I have asked the submitter whether this is a class project. Sometimes we have class projects in which an instructor asks students to submit drafts of expanded versions of existing articles. We want them to update our articles, but they are wasting their own time and ours by using the wrong procedure using Articles for Creation, which is not for improvement of articles. If anyone knows anything about a project to update species articles, please discuss it here. Robert McClenon (talk) 02:47, 17 May 2022 (UTC)
- @Robert McClenon I've used some version of the following to ask about things I suspect to be student assignments
Hi. I was wondering if you are working on the [...] article as part of a class assignment. If you are, could you ask your instructor to get in touch with my colleague Helaine at helaine{{@}}wikiedu.org (if you're in the US or Canada) or drop a note at the [[WP:ENB|Education noticeboard]] if you aren't? We provide free resources that they can use to help making editing a lot easier for students.
- In some cases, Helaine has gotten responses from messages like this. It might help.
- I do wonder though, where they're getting the idea that they should submit something to AFC to expand an article.I suspect it has a lot to do with the world thinking Wikipedia's editorial practices are a lot more professional than they actually are. Ian (Wiki Ed) (talk) 03:59, 18 May 2022 (UTC)
Issue with Dashboard FAQ question: "How do I apply for support from Wiki Education to run a Wikipedia assignment?" in terms of keeping deadline info up to date
One can see the question and response by going to: https://dashboard.wikiedu.org/faq?utf8=%E2%9C%93&search=%22apply+for+support%22
The info in the response is for the previous Spring 2021 term.

#####

GIVEN REQUEST.
Repeat the part of the discussion above starting with "- @Robert McClenon" and going on through "18 May 2022 (UTC)", word for word.

#####

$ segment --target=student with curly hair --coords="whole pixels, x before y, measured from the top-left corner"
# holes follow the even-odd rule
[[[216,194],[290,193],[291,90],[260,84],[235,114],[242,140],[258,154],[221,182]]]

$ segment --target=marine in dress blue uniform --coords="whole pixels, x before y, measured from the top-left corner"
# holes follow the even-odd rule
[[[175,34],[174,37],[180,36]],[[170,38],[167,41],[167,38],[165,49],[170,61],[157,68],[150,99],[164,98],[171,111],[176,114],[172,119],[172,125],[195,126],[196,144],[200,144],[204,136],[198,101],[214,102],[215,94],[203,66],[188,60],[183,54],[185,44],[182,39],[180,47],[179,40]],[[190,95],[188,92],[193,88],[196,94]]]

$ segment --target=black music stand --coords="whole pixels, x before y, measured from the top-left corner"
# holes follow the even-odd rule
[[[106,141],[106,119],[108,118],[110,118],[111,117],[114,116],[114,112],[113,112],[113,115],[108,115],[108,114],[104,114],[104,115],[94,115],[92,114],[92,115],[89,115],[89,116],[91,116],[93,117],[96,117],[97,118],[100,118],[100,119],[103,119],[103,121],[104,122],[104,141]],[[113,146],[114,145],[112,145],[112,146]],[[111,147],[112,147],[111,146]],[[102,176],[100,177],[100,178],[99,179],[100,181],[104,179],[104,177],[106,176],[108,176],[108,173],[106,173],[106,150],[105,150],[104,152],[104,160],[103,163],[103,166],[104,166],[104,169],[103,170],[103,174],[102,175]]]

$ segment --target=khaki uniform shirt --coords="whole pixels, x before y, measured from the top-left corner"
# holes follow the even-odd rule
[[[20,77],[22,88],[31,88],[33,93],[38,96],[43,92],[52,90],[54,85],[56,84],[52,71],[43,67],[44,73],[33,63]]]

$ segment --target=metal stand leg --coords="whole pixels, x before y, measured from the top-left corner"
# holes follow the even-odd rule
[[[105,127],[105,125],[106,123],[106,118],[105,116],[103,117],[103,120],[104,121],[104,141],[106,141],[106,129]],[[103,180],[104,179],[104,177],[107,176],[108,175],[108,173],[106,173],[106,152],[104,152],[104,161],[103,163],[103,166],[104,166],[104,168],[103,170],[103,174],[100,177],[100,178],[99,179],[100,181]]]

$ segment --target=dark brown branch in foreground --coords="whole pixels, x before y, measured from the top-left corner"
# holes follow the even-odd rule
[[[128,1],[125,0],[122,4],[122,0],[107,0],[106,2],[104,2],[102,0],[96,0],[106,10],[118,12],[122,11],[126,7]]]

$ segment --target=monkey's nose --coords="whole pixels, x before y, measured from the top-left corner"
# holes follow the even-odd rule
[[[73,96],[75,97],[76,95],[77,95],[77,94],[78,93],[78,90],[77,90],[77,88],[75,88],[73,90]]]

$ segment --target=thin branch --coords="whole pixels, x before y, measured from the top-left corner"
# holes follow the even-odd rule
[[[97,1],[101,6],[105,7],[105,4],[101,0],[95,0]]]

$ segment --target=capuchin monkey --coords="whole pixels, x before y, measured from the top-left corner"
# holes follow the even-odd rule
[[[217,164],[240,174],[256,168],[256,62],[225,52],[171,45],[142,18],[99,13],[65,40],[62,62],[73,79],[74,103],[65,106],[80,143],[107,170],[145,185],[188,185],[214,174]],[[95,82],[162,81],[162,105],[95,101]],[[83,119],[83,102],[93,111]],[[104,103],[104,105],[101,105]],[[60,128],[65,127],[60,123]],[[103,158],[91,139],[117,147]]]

#####

RESULT FOR THIS EXERCISE.
- @Robert McClenon I've used some version of the following to ask about things I suspect to be student assignments
Hi. I was wondering if you are working on the [...] article as part of a class assignment. If you are, could you ask your instructor to get in touch with my colleague Helaine at helaine{{@}}wikiedu.org (if you're in the US or Canada) or drop a note at the [[WP:ENB|Education noticeboard]] if you aren't? We provide free resources that they can use to help making editing a lot easier for students.
- In some cases, Helaine has gotten responses from messages like this. It might help.
- I do wonder though, where they're getting the idea that they should submit something to AFC to expand an article.I suspect it has a lot to do with the world thinking Wikipedia's editorial practices are a lot more professional than they actually are. Ian (Wiki Ed) (talk) 03:59, 18 May 2022 (UTC)